* **PASSAGE TO READ**:
──────────

SYDNEY — Australia’s government said Tuesday it would investigate relations between consular officials and the country’s main casino operator, Crown Resorts, after news reports alleged that organized-crime gangs from China were laundering money through its casinos in Melbourne and Perth.
In recent days, articles in the Sydney Morning Herald and the Age newspapers asserted that Crown, which is owned in part by tycoon James Packer, obtained assistance from Australian consular staff to facilitate the travel to Australia of people under investigation or being monitored by police and intelligence agencies.
The reports also said that a cousin of Chinese President Xi Jinping, Ming Chai, holds an Australian passport and was aboard a private jet that was searched by Australian agents in 2016 on suspicion the aircraft was involved in money laundering.
Ming, a former police official who has not responded to the reports, was a valued client of Crown known as a VVIP, or Very, Very Important Person, according to confidential Crown documents cited by the newspapers.
The Washington Post has not been able to independently verify the reports, and Ming could not be reached for comment.
On Tuesday, Attorney General Christian Porter referred the allegations to the Australian Commission for Law Enforcement Integrity, a body that investigates corruption in federal law enforcement agencies, including the border-control force.
“It’s my view that there are sufficient concerns to warrant further investigations,” Porter told Parliament.
A former head of the Australian Border Force, Roman Quaedvlieg, told the papers in an article published Sunday that two senior government officials had lobbied him to make it easier for wealthy Chinese gamblers to enter Australia on private jets.
Crown said Tuesday it would assist with any investigation but rejected allegations of illegality.
“We believe these allegations are ill-informed and an attempt to smear the company,” it said in a statement.

──────────

* **RECORD EXTRACTS**:
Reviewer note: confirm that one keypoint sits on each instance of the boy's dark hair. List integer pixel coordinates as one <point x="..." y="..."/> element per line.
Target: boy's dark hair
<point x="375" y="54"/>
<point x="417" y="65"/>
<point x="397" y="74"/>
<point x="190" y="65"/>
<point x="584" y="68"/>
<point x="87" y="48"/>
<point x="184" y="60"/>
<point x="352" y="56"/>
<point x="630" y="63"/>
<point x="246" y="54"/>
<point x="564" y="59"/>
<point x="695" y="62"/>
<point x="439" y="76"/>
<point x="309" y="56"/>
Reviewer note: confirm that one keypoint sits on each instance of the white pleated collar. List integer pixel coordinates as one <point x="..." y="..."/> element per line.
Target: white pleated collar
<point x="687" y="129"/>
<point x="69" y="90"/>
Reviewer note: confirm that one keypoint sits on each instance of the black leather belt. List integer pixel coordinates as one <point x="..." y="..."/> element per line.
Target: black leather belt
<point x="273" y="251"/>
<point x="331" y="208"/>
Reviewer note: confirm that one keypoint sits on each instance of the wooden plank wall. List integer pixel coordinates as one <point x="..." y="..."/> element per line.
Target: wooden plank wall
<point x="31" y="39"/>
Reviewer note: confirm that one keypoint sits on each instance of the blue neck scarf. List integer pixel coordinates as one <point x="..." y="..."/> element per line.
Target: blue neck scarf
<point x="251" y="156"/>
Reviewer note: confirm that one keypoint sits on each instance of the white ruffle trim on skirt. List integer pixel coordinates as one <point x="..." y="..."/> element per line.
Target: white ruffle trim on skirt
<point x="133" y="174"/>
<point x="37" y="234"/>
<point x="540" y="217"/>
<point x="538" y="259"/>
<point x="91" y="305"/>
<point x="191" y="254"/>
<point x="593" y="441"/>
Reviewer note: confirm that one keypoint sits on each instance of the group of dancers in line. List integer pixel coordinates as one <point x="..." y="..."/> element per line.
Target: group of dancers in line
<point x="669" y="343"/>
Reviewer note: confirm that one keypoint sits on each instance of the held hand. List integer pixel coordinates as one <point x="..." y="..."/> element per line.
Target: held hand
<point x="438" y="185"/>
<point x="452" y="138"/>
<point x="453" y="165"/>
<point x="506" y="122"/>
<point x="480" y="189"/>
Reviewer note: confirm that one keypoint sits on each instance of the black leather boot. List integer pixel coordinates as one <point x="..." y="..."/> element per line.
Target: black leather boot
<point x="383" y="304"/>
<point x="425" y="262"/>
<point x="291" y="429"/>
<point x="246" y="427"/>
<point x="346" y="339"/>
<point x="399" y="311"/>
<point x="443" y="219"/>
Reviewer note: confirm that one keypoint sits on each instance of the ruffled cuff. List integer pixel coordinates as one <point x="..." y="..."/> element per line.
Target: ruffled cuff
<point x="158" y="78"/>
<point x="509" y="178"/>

──────────

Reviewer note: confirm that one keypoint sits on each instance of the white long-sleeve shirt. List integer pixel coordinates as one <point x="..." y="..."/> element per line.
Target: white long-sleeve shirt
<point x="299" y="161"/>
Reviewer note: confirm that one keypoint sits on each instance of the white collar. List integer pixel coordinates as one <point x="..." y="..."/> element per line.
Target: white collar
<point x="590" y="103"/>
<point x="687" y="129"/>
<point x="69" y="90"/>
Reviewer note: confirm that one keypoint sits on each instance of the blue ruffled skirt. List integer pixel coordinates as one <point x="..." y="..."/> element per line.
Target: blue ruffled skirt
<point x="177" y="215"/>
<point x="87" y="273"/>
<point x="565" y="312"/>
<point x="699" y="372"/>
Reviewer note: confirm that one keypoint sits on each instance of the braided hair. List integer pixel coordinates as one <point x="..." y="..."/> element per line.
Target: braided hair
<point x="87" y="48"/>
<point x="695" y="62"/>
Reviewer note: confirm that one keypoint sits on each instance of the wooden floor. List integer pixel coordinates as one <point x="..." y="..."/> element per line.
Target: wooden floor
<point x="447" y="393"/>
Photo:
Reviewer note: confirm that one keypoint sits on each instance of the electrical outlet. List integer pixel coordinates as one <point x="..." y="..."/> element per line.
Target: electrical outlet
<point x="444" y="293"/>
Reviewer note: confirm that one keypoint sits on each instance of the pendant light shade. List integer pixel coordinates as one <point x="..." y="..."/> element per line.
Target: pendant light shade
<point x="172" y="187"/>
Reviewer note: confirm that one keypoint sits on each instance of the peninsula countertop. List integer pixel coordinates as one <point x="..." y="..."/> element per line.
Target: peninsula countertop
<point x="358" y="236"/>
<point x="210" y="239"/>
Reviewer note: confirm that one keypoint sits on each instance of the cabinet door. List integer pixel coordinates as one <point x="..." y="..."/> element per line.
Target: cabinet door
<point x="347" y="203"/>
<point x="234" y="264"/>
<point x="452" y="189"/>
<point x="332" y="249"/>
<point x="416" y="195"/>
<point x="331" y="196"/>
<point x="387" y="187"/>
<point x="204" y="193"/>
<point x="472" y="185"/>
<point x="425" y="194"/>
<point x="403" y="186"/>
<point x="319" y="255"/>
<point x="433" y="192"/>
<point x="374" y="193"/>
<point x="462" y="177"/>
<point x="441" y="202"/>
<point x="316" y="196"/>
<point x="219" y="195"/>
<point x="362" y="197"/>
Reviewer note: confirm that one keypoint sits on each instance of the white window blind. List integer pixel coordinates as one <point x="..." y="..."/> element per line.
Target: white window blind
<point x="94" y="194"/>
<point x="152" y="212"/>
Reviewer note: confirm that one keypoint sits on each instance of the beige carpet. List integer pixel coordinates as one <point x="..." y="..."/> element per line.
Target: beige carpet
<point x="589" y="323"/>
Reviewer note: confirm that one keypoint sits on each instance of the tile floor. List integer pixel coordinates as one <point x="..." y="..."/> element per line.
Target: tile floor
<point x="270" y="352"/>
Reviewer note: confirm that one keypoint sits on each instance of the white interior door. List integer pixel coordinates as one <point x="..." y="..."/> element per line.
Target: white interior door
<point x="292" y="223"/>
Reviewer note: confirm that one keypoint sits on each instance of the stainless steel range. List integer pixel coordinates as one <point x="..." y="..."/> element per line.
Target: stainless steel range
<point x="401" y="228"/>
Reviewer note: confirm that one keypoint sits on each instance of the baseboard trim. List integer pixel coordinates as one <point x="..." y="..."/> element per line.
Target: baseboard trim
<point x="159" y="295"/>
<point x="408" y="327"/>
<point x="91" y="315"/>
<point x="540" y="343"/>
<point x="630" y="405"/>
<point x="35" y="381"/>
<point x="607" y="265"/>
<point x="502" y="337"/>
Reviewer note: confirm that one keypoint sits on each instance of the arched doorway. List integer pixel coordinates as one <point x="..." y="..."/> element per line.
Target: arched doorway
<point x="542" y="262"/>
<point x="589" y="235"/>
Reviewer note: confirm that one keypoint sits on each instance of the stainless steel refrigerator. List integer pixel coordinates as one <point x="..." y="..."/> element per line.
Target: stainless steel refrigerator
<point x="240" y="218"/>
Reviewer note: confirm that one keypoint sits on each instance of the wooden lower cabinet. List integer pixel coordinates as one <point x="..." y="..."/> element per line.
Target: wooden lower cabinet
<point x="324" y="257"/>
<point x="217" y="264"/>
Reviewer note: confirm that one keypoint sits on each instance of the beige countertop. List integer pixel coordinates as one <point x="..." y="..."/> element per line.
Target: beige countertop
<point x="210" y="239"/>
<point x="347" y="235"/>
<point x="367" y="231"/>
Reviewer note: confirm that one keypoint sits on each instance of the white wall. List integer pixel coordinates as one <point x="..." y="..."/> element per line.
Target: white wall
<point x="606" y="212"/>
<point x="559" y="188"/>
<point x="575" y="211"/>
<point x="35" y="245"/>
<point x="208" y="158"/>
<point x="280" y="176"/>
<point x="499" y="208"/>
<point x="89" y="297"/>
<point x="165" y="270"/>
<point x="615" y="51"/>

──────────

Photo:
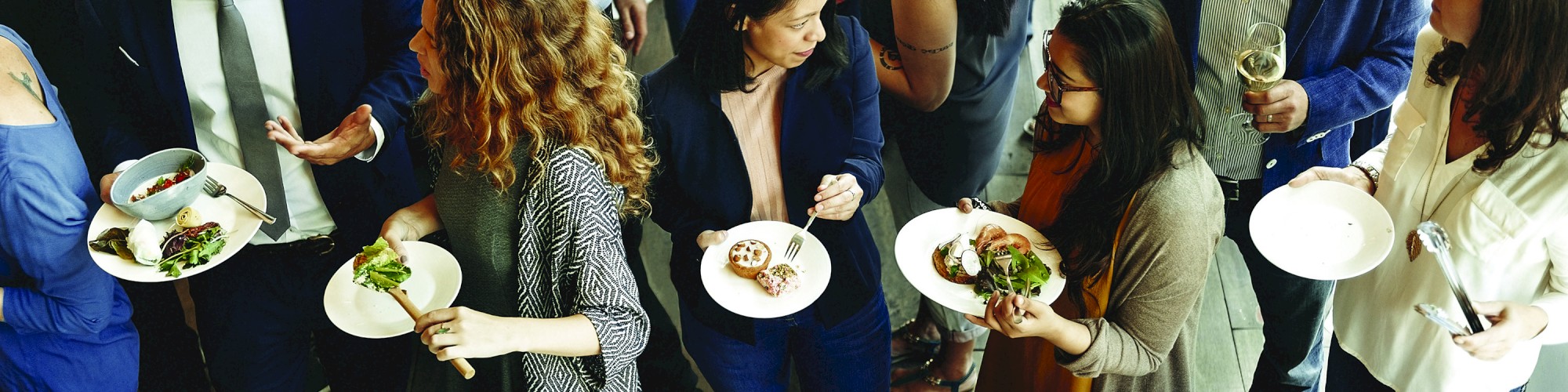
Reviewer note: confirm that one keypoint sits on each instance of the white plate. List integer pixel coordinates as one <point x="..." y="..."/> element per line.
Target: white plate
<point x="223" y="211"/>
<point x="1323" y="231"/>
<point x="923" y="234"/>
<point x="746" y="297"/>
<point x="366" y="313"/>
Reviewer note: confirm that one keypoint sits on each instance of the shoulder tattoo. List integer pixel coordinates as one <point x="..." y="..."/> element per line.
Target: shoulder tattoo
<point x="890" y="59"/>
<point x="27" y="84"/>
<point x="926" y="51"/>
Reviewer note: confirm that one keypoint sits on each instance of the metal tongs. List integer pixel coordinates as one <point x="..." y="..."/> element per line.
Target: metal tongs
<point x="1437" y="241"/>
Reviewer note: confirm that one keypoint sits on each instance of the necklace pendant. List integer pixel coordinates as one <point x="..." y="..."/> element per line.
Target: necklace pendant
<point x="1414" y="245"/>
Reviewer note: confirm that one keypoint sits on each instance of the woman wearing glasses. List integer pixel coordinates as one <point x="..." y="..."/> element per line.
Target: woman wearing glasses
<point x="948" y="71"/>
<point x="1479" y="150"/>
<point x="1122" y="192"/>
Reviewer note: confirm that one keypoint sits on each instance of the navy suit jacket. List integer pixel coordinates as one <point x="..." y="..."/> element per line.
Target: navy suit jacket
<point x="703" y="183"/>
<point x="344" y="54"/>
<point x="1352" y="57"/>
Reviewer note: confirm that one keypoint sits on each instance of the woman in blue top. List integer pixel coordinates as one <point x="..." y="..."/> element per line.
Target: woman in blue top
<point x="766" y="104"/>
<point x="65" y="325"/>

──────────

* **PARTS OF THE EXERCISE**:
1 > Quote the Crown Resorts article between "The reports also" and "by the newspapers.", inclusive.
2 > List every person mentioned by name in the Crown Resorts article.
3 > Proceed with the Crown Resorts article, picking up after its final sentence.

* **TASK RESPONSES**:
1 >
The reports also said that a cousin of Chinese President Xi Jinping, Ming Chai, holds an Australian passport and was aboard a private jet that was searched by Australian agents in 2016 on suspicion the aircraft was involved in money laundering.
Ming, a former police official who has not responded to the reports, was a valued client of Crown known as a VVIP, or Very, Very Important Person, according to confidential Crown documents cited by the newspapers.

2 >
James Packer
Xi Jinping
Ming Chai
Christian Porter
Roman Quaedvlieg

3 >
The Department of Home Affairs, which oversees the Border Force, said it offers fast-track visa processing for “a number of large international organizations.”
The allegations are proving explosive in Australia, which is grappling with an influx of wealth from mainland China that has driven up property values, generated lucrative tax revenue and raised questions about the source of the financial windfalls.
Packer, who stepped down from the board of Crown in 2018, citing mental illness, is one of the country’s most famous business executives. He is the ex-fiance of singer Mariah Carey.
Two months ago, he sold 19.9 percent of Crown, leaving him with about 26 percent of the company, which reported profits of 559 million Australian dollars — about $380 million — in the year ended that June 30, 2018. Members of Crown’s high-stakes “VIP program” wagered 52 billion Australian dollars — about $36 billion — in the same period, according to corporate filings.
Packer’s lawyer has said that Packer has not held an executive position at the company since 2012 and had a passive interest in the company.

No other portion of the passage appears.